# [CONSIGNE A]
Relevez toutes les dates indiquant à la fois un jour et un mois dans l'article consacré à Si le vent tombe.
# [CONSIGNE B]
Recopiez le passage de l'article consacré à Si le vent tombe qui s'ouvre sur les mots contenant « SI LE VENT TOMBE de » et se clôt sur « n°82, nov. 2020) ».

# [EXTRAIT DU TEXTE]

SI LE VENT TOMBE de Nora Martirosyan
Sélectionné à l’ACID & labellisé « sélection officielle Cannes 2020 », la présentation de Si le vent tombe en avant-première a coïncidé avec l’explosion du conflit en Haut-Karabagh (Azerbaïdjan), où se déroule le film. Le 27 septembre 2020, les affrontements avaient déjà fait plus de 1000 morts côté arménien. Alors que le film sort en salles le 26 mai, retour avec la réalisatrice Nora Martirosyan sur cette situation intense, et la façon dont le film résonne désormais dans le pays. (article paru dans Sofilm n°82, nov. 2020)
Alain, un Français, doit réaliser l’audit d’un aéroport au Karabagh pour valider son ouverture prochaine. Problème : comme tout le reste du pays, le bâtiment est situé à proximité d’une frontière dangereuse… Voici pour le pitch de Si le vent tombe, premier long métrage de Nora Martirosyan, qui entre évidemment en collision frontale avec l’actualité récente. « Ce qui est dingue c’est qu’on a montré le film le 26 septembre au Louxor à Paris, la veille du conflit, retrace la cinéaste. C’était comme si ma fiction rendait encore tout cet endroit et ceux qui le peuplent plus réels. Quand les Arméniens vont voir le film pendant les avant-premières, il y a toujours des gens émus qui pleurent et disent merci. Je crois que le fait que Si le vent tombe soit proche du réel en fait une arme, et sa sélection par l’ACID Cannes a eu un impact. Le dernier film arménien à Cannes, c’est 1965. Époque soviétique… » Il aura fallu près de dix ans à Martirosyan pour que le film se fasse. Elle découvre le pays au début des années 2010, d’abord en touriste. « Je m’y suis rendue par curiosité, juste pour voir ce que c’était un pays qui récupère de la guerre. J’avais peur des mines, il y avait des endroits interdits, j’entendais des choses complètement dingues… » Elle commence alors à écrire, persuadée qu’il y a une histoire à raconter. « Beaucoup de ces éléments viennent de mes expériences, reprend-elle. La première fois que j’y suis allée, je suis venue par la route, et elles passent toutes à côté des frontières. Mon chauffeur est un ami, et à un moment, il m’a dit : “Là, baisse la tête”, pour éviter les tirs de snipers. Vu que j’ai sillonné tout le pays, je savais où j’amenais l’équipe, quels étaient les endroits à éviter. Après, évidemment qu’on a pris des risques. L’ambassade française en Arménie nous a dit : “À l’instant où vous traversez la frontière, on ne peut plus rien pour vous.” »

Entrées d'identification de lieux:

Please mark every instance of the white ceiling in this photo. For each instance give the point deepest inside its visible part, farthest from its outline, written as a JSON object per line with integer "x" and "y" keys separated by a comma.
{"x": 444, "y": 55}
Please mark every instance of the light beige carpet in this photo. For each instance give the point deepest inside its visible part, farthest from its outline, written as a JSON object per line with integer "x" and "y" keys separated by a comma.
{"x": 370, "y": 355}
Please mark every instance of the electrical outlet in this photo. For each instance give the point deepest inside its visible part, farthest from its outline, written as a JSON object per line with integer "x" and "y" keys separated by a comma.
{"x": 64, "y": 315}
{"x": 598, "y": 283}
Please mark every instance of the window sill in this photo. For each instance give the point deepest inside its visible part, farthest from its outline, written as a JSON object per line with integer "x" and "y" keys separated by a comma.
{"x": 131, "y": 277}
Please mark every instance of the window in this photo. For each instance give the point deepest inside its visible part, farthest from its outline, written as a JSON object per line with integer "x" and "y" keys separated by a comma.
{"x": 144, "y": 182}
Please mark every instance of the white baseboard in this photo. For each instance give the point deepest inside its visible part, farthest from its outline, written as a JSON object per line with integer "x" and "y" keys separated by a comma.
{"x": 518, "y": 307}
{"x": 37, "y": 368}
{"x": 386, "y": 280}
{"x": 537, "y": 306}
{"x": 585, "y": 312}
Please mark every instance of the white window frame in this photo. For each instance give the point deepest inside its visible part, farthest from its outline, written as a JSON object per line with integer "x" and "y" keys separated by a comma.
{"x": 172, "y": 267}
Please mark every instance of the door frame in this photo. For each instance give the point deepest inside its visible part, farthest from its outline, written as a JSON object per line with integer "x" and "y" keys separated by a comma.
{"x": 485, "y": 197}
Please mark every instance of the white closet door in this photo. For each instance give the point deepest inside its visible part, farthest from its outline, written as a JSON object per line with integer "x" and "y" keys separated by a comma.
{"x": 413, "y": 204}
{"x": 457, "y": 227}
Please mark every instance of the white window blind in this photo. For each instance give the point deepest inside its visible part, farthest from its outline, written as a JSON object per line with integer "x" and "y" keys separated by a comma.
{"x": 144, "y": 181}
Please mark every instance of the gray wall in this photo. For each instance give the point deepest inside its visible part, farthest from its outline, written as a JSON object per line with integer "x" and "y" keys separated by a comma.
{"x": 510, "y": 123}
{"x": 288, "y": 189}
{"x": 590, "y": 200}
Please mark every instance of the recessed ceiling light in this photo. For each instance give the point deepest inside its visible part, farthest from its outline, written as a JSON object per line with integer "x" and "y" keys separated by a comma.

* * *

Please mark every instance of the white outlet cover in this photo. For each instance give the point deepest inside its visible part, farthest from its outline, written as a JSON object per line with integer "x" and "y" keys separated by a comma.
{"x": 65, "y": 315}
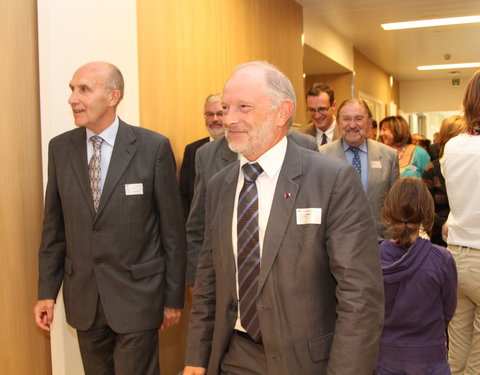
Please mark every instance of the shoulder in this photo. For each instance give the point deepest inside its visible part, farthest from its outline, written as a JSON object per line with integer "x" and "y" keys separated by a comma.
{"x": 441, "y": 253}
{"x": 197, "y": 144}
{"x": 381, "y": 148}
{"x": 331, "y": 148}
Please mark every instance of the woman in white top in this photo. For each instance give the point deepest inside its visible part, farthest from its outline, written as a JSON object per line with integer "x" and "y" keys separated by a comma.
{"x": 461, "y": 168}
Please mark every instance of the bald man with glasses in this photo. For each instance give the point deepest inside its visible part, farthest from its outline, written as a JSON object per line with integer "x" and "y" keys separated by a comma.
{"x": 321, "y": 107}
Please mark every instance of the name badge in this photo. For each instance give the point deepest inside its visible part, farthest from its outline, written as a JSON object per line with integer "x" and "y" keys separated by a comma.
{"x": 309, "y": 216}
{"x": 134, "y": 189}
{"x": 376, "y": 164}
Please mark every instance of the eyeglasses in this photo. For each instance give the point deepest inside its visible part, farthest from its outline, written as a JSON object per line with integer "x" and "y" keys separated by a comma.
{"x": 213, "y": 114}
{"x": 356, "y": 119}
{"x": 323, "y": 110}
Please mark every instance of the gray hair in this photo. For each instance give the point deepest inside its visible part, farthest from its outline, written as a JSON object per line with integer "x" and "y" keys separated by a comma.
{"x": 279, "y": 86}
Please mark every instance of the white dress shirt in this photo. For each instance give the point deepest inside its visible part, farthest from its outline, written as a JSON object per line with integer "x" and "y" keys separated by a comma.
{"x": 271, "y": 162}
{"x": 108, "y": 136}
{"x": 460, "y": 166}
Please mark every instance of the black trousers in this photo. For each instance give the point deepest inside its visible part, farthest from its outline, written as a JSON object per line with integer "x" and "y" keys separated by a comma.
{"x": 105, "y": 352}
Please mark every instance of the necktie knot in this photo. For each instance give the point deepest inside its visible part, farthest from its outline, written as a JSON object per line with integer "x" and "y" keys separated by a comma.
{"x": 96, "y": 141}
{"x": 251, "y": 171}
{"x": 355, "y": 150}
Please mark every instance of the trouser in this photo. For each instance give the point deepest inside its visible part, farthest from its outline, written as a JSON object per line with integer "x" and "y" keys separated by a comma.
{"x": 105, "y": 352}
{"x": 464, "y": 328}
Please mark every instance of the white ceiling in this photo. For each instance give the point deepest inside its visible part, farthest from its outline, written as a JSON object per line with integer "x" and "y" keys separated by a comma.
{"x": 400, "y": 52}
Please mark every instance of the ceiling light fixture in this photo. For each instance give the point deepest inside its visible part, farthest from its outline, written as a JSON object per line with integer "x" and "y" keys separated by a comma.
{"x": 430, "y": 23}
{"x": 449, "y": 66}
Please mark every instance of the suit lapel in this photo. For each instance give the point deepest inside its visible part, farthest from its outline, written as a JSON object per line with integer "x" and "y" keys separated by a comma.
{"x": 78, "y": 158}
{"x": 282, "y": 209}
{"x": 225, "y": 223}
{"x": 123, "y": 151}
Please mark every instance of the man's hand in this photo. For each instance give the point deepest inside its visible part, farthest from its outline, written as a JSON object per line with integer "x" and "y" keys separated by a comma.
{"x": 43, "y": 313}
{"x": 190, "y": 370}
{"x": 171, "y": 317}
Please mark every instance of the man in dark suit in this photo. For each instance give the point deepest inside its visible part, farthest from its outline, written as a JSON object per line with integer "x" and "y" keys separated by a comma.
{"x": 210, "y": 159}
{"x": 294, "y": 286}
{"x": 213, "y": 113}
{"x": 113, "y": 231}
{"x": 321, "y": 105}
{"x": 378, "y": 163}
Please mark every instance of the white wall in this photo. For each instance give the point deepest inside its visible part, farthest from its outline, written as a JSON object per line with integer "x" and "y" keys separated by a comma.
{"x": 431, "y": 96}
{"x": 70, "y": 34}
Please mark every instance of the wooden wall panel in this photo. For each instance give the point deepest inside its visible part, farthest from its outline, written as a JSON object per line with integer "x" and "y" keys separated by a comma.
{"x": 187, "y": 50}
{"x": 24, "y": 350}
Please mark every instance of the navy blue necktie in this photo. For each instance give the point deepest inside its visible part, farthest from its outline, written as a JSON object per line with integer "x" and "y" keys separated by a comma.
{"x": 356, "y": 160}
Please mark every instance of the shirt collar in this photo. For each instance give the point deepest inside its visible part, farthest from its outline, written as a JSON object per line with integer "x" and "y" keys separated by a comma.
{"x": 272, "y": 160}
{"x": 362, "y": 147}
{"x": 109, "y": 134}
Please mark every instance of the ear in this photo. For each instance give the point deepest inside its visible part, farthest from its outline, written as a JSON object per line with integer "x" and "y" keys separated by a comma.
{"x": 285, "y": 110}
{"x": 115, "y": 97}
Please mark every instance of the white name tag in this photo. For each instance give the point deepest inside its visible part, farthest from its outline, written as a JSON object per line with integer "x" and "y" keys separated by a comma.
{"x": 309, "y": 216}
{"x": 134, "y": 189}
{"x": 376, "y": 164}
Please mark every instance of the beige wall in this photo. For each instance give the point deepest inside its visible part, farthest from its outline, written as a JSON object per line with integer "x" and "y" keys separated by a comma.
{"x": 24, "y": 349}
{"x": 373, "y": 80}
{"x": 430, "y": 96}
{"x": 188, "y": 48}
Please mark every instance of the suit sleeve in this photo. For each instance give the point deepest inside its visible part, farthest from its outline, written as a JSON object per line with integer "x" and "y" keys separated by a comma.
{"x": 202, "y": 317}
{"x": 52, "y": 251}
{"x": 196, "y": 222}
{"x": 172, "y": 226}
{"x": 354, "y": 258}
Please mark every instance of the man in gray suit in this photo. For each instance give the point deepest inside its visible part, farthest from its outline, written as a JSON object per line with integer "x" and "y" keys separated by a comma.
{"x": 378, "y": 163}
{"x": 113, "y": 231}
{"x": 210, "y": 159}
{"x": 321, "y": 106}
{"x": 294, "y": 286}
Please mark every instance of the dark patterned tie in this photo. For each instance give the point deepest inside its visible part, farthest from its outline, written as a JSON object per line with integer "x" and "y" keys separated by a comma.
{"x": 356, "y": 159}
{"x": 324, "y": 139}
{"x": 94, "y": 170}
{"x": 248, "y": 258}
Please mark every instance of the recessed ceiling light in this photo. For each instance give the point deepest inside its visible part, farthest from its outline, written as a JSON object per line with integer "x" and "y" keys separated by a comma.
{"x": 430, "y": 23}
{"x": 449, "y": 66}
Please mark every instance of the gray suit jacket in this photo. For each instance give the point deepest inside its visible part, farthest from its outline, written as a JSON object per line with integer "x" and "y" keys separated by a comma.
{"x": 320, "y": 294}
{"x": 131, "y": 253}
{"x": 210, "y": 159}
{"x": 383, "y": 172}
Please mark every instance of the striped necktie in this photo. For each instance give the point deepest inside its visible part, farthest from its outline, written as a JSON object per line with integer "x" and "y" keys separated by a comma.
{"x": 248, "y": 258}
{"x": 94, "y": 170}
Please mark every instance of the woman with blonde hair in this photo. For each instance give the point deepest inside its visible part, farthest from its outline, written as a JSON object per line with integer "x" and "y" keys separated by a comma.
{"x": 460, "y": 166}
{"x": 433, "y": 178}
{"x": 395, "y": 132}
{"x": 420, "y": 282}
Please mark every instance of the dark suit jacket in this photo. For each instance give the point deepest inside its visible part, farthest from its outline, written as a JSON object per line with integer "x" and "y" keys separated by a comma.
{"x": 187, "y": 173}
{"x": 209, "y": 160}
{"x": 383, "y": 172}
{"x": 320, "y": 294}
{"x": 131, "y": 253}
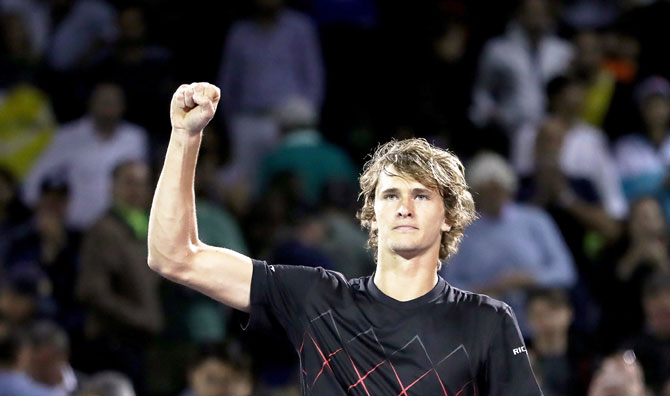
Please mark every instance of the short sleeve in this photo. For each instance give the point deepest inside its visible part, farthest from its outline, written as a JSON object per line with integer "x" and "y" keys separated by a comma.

---

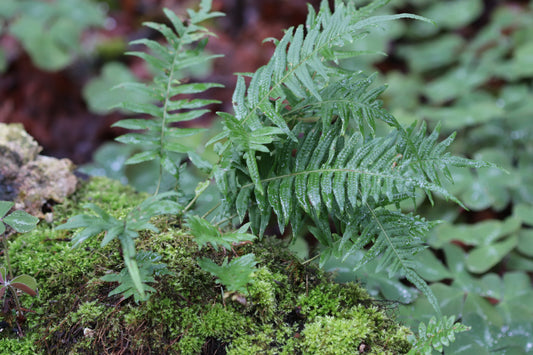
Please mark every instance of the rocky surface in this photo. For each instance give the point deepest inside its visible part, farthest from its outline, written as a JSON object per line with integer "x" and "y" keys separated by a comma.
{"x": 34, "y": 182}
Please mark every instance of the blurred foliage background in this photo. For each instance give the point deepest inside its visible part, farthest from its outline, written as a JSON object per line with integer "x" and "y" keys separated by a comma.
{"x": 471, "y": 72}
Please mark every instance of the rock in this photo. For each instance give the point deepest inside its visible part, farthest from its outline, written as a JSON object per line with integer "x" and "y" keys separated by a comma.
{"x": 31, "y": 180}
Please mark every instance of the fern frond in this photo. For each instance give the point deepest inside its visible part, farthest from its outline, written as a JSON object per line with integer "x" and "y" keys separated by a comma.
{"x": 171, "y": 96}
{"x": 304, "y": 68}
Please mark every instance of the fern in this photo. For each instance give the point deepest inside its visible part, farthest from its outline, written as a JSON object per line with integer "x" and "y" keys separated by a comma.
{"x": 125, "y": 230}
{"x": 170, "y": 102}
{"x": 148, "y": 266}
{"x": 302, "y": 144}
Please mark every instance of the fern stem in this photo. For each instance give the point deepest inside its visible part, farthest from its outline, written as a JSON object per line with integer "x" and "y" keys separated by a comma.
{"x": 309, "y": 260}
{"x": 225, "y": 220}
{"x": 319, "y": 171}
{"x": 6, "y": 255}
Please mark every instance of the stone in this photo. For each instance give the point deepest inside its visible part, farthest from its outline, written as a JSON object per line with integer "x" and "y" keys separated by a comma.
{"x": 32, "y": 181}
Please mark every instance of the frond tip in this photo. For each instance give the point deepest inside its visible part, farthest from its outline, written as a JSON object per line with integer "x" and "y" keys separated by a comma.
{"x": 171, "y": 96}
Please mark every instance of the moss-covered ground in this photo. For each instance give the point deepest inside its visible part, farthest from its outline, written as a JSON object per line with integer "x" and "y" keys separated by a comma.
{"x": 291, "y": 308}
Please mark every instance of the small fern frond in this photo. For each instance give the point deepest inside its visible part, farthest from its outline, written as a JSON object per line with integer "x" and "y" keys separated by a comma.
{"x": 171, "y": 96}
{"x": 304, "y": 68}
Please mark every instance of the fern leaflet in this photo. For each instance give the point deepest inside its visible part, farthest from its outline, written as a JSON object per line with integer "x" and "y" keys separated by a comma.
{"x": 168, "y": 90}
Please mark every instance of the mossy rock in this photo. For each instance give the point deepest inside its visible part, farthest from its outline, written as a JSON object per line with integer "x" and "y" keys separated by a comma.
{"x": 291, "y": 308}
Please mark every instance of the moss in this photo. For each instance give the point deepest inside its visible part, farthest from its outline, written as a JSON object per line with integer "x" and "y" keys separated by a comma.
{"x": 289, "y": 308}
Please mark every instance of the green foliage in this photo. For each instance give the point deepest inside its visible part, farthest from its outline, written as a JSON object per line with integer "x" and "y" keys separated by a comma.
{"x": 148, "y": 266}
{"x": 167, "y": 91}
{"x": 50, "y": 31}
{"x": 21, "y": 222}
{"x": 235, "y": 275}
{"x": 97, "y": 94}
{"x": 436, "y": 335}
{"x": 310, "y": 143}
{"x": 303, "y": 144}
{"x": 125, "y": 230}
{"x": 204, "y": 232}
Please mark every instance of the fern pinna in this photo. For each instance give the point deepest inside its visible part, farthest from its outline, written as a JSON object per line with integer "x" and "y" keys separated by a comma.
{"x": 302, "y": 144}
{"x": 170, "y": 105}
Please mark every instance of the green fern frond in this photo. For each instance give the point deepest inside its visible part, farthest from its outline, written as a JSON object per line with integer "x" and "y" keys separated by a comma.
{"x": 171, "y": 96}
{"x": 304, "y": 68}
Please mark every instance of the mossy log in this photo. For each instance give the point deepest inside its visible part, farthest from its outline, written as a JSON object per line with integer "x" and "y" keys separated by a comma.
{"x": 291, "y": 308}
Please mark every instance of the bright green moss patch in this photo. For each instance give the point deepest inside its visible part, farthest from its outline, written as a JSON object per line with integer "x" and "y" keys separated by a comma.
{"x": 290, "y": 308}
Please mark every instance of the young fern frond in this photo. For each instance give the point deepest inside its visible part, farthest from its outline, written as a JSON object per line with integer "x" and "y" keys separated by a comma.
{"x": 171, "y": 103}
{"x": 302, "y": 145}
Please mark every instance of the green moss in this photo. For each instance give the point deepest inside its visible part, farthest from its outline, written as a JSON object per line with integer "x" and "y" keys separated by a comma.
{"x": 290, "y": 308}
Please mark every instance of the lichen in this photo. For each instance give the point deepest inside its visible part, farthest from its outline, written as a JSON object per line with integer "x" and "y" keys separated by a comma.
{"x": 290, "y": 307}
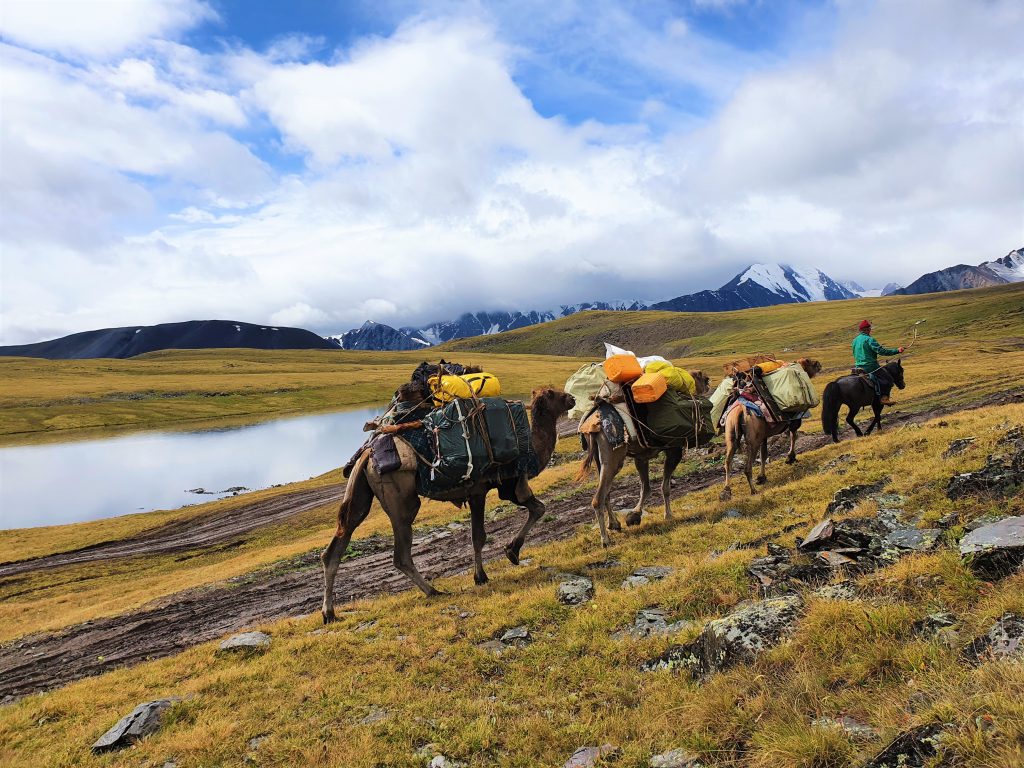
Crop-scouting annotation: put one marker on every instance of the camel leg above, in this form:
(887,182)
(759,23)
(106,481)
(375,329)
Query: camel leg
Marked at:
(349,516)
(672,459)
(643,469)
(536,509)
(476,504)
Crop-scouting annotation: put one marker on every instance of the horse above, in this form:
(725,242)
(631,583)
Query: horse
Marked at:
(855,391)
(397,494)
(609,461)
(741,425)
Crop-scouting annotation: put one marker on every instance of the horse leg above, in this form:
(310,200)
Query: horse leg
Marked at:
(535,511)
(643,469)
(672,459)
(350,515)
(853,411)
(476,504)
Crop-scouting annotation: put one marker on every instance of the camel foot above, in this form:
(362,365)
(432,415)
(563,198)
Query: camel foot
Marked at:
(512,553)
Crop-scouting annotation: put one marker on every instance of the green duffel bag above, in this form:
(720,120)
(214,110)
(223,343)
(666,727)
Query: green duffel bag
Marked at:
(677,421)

# [RÉPONSE A]
le 27 septembre 2020 ; le 26 mai ; le 26 septembre

# [RÉPONSE B]
SI LE VENT TOMBE de Nora Martirosyan
Sélectionné à l’ACID & labellisé « sélection officielle Cannes 2020 », la présentation de Si le vent tombe en avant-première a coïncidé avec l’explosion du conflit en Haut-Karabagh (Azerbaïdjan), où se déroule le film. Le 27 septembre 2020, les affrontements avaient déjà fait plus de 1000 morts côté arménien. Alors que le film sort en salles le 26 mai, retour avec la réalisatrice Nora Martirosyan sur cette situation intense, et la façon dont le film résonne désormais dans le pays. (article paru dans Sofilm n°82, nov. 2020)